▶ [WHAT YOU HAVE TO DO] Could you restate the entries word for word, without the images?

--- START ---

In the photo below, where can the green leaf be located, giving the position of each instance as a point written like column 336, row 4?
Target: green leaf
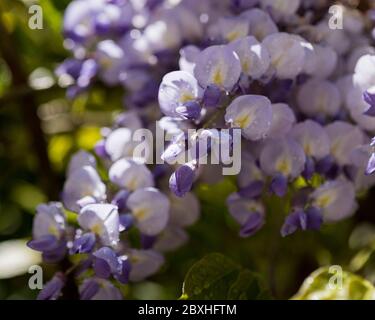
column 326, row 284
column 218, row 277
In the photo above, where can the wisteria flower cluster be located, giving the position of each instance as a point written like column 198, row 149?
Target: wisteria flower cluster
column 301, row 93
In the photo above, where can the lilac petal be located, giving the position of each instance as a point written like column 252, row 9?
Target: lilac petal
column 88, row 289
column 293, row 222
column 279, row 185
column 370, row 169
column 100, row 150
column 253, row 190
column 172, row 152
column 52, row 289
column 49, row 217
column 212, row 96
column 105, row 262
column 44, row 243
column 370, row 99
column 314, row 218
column 123, row 275
column 181, row 180
column 190, row 110
column 370, row 111
column 80, row 159
column 120, row 198
column 56, row 254
column 252, row 225
column 126, row 221
column 83, row 244
column 309, row 170
column 103, row 220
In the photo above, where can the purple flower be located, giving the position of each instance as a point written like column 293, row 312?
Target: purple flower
column 282, row 156
column 218, row 65
column 102, row 220
column 85, row 185
column 369, row 98
column 370, row 169
column 283, row 119
column 312, row 138
column 176, row 89
column 190, row 110
column 89, row 289
column 344, row 138
column 247, row 212
column 131, row 174
column 182, row 180
column 254, row 57
column 150, row 208
column 287, row 54
column 106, row 263
column 251, row 113
column 83, row 243
column 49, row 221
column 212, row 96
column 293, row 222
column 81, row 159
column 260, row 23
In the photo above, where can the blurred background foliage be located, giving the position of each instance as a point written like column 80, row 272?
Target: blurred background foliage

--- END ---

▶ [SOLVED EXERCISE]
In the photo below, where can the green leaf be located, giving the position of each instance as a point written like column 336, row 4?
Target: green leaf
column 326, row 284
column 218, row 277
In the photo above, where can the wisteria flower cluster be located, giving the position of each instance as a point written like column 198, row 149?
Target: wisteria flower cluster
column 301, row 93
In the photo above, where can the lilac petal be located, giving the position of each instance as a point written like column 252, row 9?
Target: lilac petal
column 88, row 289
column 293, row 222
column 279, row 185
column 370, row 169
column 100, row 150
column 253, row 190
column 172, row 152
column 52, row 289
column 49, row 217
column 212, row 96
column 105, row 262
column 44, row 243
column 370, row 99
column 314, row 218
column 123, row 275
column 181, row 180
column 190, row 110
column 370, row 111
column 80, row 159
column 120, row 198
column 56, row 254
column 252, row 225
column 126, row 221
column 83, row 244
column 309, row 170
column 103, row 220
In the photo above, where can the purple flower be located, giving the position of each instance as a point written like column 293, row 312?
Target: purple flower
column 282, row 156
column 218, row 65
column 102, row 220
column 85, row 185
column 369, row 98
column 370, row 169
column 283, row 119
column 312, row 138
column 176, row 89
column 190, row 110
column 89, row 289
column 344, row 138
column 247, row 212
column 131, row 174
column 182, row 180
column 254, row 57
column 150, row 208
column 287, row 54
column 106, row 263
column 251, row 113
column 83, row 243
column 49, row 221
column 212, row 96
column 293, row 222
column 81, row 159
column 260, row 23
In the photo above, where can the blurred background foliage be located, giving the position of each instance as a point written like column 80, row 272?
Target: blurred background foliage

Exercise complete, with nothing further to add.